(WHAT IS EXPECTED): Print all entries precisely as they are written.

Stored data
-*-

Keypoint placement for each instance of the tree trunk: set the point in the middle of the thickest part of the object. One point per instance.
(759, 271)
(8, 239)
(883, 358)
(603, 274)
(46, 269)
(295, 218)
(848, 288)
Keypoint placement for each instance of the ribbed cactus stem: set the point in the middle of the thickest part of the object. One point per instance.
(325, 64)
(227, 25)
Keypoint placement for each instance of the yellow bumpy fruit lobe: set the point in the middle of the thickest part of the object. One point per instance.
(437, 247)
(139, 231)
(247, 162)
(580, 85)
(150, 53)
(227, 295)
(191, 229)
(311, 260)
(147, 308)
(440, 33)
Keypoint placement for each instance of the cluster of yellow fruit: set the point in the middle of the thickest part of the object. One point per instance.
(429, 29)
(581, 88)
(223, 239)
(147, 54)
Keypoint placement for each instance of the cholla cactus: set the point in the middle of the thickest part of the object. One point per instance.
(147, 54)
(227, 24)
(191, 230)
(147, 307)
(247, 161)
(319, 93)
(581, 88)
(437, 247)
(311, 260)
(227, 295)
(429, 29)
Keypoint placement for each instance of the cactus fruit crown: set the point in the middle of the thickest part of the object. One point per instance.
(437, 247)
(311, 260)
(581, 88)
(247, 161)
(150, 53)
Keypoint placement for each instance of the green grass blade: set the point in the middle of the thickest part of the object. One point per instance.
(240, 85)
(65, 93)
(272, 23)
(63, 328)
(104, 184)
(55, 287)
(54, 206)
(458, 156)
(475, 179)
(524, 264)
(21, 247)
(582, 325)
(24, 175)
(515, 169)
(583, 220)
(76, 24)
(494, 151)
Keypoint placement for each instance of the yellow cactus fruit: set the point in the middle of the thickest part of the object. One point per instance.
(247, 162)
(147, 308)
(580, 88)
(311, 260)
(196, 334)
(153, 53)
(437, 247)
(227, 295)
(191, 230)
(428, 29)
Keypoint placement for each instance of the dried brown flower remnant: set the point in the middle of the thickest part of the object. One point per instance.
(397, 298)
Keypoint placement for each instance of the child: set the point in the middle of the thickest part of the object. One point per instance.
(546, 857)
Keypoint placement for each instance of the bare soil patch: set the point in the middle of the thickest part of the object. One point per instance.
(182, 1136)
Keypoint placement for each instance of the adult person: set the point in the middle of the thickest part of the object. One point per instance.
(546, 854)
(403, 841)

-*-

(WRITTEN SOLUTION):
Keypoint placement for each instance of the tree trunk: set the point in the middle of the thickest part of the object. One point per instance.
(759, 271)
(8, 239)
(883, 358)
(603, 274)
(46, 269)
(295, 218)
(848, 288)
Keypoint placement for each instance of the ribbed cactus stem: set the point in the middle of the thickest part of the object. One point per instance.
(325, 64)
(227, 25)
Keypoint placement for each instance of the yellow bumpy fruit lobe: set the point in the middle of the thickest part of the object. One point per instance.
(437, 247)
(139, 231)
(247, 162)
(580, 85)
(150, 53)
(227, 295)
(191, 229)
(311, 260)
(147, 308)
(440, 33)
Keypoint placement for each instance of the cluster of yellow fruit: set the point in the middle of the thickest part of the object. One point per instance.
(429, 29)
(581, 88)
(223, 239)
(147, 54)
Keypoint placement for each instance of the cholla cactus: set the point in the middle of the thickest part of the object. One point per instance.
(147, 54)
(227, 24)
(191, 230)
(147, 307)
(247, 161)
(319, 93)
(581, 88)
(437, 247)
(311, 260)
(227, 295)
(429, 29)
Keypoint placement for each instance of the cactus fruit crown: set the point in the middle of the thickest part of the object. One point per instance.
(437, 247)
(311, 260)
(581, 88)
(247, 161)
(150, 53)
Keypoint placement for each instance of the green grass blade: set the point in the middle of the thickest part of the object. One point per instance.
(240, 85)
(65, 93)
(272, 23)
(63, 328)
(104, 184)
(55, 287)
(54, 206)
(458, 156)
(475, 179)
(524, 264)
(21, 247)
(582, 325)
(24, 175)
(515, 169)
(583, 220)
(76, 24)
(494, 151)
Keypoint placement for each instance of the yellow cactus fruit: set the point in the middle of the thickest part of the object. One point per instance.
(247, 162)
(147, 308)
(580, 88)
(311, 260)
(196, 334)
(153, 53)
(437, 247)
(227, 295)
(191, 230)
(428, 29)
Keypoint placement for each instance of the dried brown flower remnant: set the point in the middle of the thickest part of the object. One point per instance.
(397, 298)
Keypoint placement for each instance of the child: set the point in the middle of the thickest part of the object. One point per instance.
(546, 857)
Keypoint placement for each instance of the bare soil patch: set the point in the middle of the thickest part of the object. One point per instance.
(182, 1136)
Keypoint placement for each instance of the adult person: set the point in the middle of the thickest part of the object. One point per instance.
(546, 854)
(403, 841)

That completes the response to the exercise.